◆ Sección del documento:
La santidad de la vida familiar en el hogar de Nazaret
El matrimonio de José y María «fué único tanto en el plano de la historia, como en el de la excelencia»(20). El Verbo encarnado quiso hacer suyo nuestro camino humano, nuestra historia, nuestro crecimiento humano, físico y espiritual: en el seno de su familia. Crecía en su maduración humana, en los afectos familiares, y en la preparación de su misión. En efecto, el Hijo de Dios vive en Nazaret hasta que cumple treinta años, junto a su madre terrena y junto a José que, por encargo del Padre del cielo, asume su responsabilidad de padre en la tierra. La gran tarea que a Jesús le espera no se improvisa, exige una larga preparación, en el silencio y normalidad de un hogar y de unos años de trabajo perseverante en Nazaret(21).
El Hijo de Dios niño, como todos los nacidos de mujer, recibía allí continuamente los cuidados de la Madre. María, que siempre había permanecido Virgen, dedicaba diariamente su vida a la sublime misión de la maternidad, y por eso, todas las generaciones la llamarán bienaventurada. José, designado por Dios para proteger el misterio de la filiación divina de Jesús y la maternidad virginal de María, cumplía su papel de forma consciente, en silencio y obediencia a la voluntad divina.

◆ Ejercicio propuesto 1: Extrae todas las líneas de las entradas del bloque 1 y reprodúcelas sin ningún cambio.
El fragmento y las entradas proceden de fuentes distintas.

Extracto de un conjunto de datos
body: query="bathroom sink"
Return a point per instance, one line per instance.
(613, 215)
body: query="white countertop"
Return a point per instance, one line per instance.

◆ Ejercicio propuesto 2: Enumera a los miembros de la familia de Nazaret que el fragmento sobre la santidad de la vida familiar menciona por su nombre propio.

◆ Respuesta 1:
body: query="bathroom sink"
Return a point per instance, one line per instance.
(613, 215)
body: query="white countertop"
Return a point per instance, one line per instance.

◆ Respuesta 2: José, María y Jesús.